TASK DIRECTIONS: Identify every line in the items below that contains the word "query" and copy each of those lines in full. Case counts, so match only that exact capitalization.

RECORDS TO PROCESS:
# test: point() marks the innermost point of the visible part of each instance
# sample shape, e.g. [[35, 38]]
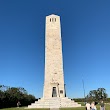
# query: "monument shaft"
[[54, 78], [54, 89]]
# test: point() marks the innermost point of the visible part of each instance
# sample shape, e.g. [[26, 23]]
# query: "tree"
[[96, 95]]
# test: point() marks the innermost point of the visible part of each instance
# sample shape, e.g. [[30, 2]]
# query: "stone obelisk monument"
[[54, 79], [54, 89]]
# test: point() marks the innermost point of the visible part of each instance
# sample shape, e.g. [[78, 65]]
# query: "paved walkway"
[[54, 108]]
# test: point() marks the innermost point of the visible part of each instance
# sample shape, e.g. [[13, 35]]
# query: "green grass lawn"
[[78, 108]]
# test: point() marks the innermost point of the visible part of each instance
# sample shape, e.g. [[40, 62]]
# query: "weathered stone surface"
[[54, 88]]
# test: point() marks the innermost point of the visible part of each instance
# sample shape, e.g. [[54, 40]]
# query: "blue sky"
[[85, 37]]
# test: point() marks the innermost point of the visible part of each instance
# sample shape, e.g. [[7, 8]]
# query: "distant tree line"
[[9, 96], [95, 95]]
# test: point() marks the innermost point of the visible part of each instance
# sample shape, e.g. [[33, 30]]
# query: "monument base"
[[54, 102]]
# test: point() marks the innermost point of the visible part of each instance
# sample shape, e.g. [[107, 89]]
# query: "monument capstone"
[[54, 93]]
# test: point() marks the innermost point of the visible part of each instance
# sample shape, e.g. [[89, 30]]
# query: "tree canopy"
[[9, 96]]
---
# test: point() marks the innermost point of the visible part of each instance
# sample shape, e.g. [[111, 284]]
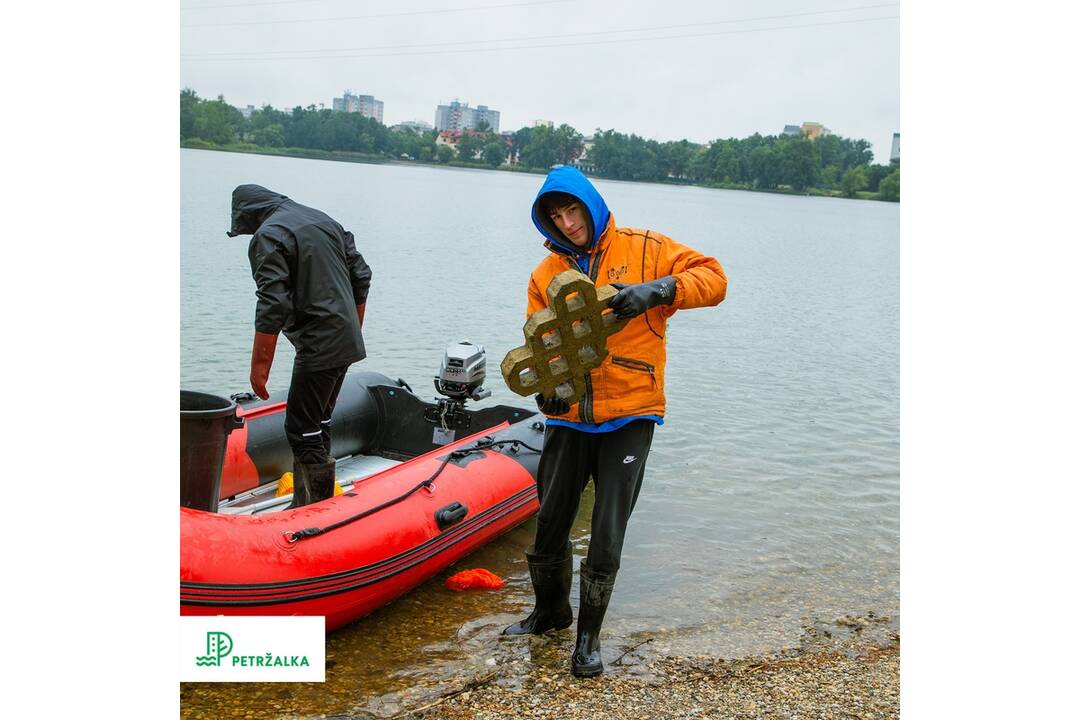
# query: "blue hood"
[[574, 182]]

RESULT BELOW:
# query: "monument shaft"
# query: "tree"
# query: "stone obelisk monument"
# query: "paved walkway"
# query: "green grass lawn"
# query: "weathered stone surface"
# query: "blue sky"
# query: "distant tree line"
# query: "monument base"
# query: "monument capstone"
# query: "tree canopy"
# query: "blue hood"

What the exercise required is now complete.